▶ Goals
1 > Summarize the passage on the album 1000hp in two sentences.
2 > Pick out each line of the listing that contains the string "chart", treating uppercase and lowercase letters as different.

▶ Document section
==================================================

Godsmack were announced on August 20, 2014, to be part of the Soundwave Festival in Australia. It has expanded to a 2-day festival for the first time, next year in February/March 2015.

==Release==
On August 5, 2014, 1000hp was released in the U.S. via Republic Records, a division of Universal Music Group. In Europe, the album was released on September 1 via Spinefarm Records. On July 7, the album was made available for preorder via Amazon and the band's official website. The iTunes pre-order went live on July 21.

| Country | Date | Distributing label | Format |
| United States | August 5, 2014 | Republic Records | CD, Vinyl and Music download services |
| Europe | September 1, 2014 | Spinefarm Records |

== Reception ==

===Critical response===

Reviews for the album have been mostly positive. Rick Florino of ARTISTdirect was the first to review the album, describing it as "a high watermark for the Boston group" and "the best hard rock record of the year." Revolvers Richard Bienstock gave the album four out of five stars and praised its title track, which he felt was up there with 'Whatever' and 'Keep Away' in terms of tone and delivery, and commended the band for pushing their boundaries on several songs such as "Nothing Comes Easy" and "Something Different." Bienstock concluded his review by saying, "With 1000hp, Godsmack offer up a few new sounds, while at the same time remaining firmly resolute in their musical mission." Similarly, About.com music journalist Chad Bowar gave the album four out of five stars and praised the band for keeping things fresh while "never straying far from their signature style."

==================================================

▶ Exercise input
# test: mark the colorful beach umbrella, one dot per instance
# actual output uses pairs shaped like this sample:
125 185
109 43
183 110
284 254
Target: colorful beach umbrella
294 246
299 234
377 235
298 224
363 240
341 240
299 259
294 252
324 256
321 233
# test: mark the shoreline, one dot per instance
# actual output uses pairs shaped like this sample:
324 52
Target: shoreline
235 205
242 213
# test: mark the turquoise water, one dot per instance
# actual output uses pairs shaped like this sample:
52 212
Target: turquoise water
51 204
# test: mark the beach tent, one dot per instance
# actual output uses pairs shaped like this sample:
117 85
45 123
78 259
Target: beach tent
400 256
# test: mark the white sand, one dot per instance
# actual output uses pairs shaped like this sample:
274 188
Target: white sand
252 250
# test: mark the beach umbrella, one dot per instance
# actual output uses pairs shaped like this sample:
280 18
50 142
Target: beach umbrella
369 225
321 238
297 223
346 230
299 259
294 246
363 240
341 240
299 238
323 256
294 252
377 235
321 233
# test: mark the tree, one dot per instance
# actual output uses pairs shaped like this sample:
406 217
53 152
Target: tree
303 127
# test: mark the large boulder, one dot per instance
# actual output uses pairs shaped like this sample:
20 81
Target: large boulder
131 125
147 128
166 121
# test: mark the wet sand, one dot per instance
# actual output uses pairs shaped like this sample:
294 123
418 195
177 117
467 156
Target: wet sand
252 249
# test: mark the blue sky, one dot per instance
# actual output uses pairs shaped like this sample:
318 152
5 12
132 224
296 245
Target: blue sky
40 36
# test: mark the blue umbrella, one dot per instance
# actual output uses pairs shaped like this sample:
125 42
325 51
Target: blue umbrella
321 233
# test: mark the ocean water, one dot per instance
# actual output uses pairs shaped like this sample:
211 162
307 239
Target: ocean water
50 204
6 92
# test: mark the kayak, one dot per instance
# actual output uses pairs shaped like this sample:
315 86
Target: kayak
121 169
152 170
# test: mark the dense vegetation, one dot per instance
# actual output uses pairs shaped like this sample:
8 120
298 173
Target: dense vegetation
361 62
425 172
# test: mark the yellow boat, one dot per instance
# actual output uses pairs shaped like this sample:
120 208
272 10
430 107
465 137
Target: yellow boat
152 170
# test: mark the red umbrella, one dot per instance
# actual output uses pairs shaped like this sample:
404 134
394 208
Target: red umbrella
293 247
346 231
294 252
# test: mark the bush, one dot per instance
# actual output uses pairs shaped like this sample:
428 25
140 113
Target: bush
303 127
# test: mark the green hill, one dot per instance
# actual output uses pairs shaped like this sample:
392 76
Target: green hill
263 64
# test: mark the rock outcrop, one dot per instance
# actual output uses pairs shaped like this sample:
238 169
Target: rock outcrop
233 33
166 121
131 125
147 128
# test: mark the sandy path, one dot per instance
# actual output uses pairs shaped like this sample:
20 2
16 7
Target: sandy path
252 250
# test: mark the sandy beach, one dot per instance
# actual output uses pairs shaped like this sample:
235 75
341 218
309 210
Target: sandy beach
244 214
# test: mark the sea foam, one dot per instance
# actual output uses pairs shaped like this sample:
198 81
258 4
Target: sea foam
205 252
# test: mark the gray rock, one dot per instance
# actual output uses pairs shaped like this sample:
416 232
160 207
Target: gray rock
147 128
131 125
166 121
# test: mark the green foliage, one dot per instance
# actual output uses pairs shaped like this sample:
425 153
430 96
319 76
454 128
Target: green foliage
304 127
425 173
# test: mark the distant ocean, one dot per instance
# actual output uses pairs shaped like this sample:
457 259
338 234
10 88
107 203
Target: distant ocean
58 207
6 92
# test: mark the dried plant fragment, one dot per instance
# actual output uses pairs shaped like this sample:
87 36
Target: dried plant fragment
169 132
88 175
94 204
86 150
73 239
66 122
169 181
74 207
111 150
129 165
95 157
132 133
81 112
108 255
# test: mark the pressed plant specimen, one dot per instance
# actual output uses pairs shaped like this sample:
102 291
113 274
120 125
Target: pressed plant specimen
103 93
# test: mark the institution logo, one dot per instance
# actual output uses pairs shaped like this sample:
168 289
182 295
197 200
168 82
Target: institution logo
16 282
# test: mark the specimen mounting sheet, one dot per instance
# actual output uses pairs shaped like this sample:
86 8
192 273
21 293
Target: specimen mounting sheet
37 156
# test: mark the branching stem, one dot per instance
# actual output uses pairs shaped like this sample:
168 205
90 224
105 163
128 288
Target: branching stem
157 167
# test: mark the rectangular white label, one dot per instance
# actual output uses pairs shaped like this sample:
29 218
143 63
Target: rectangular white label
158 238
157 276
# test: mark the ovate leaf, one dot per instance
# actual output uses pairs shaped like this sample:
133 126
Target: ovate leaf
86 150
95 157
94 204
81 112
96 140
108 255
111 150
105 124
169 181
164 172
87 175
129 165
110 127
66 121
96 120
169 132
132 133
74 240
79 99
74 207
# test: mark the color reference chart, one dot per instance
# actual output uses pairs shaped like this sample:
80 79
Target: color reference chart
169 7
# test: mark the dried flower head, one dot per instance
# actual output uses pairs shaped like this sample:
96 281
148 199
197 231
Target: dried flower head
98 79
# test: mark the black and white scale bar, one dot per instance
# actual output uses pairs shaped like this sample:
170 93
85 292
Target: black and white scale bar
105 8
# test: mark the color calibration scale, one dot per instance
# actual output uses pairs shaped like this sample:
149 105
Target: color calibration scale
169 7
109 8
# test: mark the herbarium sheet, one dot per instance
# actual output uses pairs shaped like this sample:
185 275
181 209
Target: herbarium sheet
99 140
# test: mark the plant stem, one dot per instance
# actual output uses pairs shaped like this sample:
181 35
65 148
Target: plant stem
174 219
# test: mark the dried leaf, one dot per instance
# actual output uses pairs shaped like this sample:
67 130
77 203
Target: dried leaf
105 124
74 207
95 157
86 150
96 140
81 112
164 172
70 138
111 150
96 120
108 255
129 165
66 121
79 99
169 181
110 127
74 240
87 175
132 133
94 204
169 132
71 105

==================================================

▶ Task-by-task solutions
1 > Godsmack's album 1000hp was released in the U.S. on August 5, 2014, via Republic Records and in Europe on September 1 via Spinefarm Records, after preorders opened in July. Reviews were mostly positive: Rick Florino called it the best hard rock record of the year, and Richard Bienstock and Chad Bowar each gave it four out of five stars.

2 >
# test: mark the color reference chart, one dot per instance
Target: color reference chart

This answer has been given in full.